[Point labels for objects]
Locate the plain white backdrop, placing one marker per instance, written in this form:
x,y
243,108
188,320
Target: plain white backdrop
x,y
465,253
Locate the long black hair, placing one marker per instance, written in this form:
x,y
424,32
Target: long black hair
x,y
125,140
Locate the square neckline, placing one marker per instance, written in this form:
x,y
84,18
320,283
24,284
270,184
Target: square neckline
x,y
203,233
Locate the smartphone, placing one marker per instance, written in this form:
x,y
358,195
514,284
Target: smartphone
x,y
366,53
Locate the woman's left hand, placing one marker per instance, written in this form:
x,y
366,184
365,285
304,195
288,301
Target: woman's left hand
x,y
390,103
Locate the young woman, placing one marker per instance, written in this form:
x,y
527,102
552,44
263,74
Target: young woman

TASK STATEMENT
Reproduce every line of the listing above verbatim, from the first line to the last.

EXERCISE OUTPUT
Locate the plain white backdrop, placing one marker per instance, written in this form:
x,y
243,108
188,320
Target: plain white backdrop
x,y
465,253
Locate the long black hair, placing one marker per instance, written in this form:
x,y
424,32
Target: long black hair
x,y
125,140
Locate the square neckline, placing one marker per instance, written in this form:
x,y
84,18
320,283
24,284
270,184
Target: square neckline
x,y
203,233
Locate the smartphone, placing one marker per instance, written in this form:
x,y
358,195
514,284
Target: smartphone
x,y
366,53
Locate the woman's left hand, placing one marker per instance, written in this form:
x,y
366,184
365,285
304,195
288,301
Target: woman's left hand
x,y
390,103
Locate the young woman, placing one marker per instance, written in this form:
x,y
527,102
552,44
263,74
Target: young woman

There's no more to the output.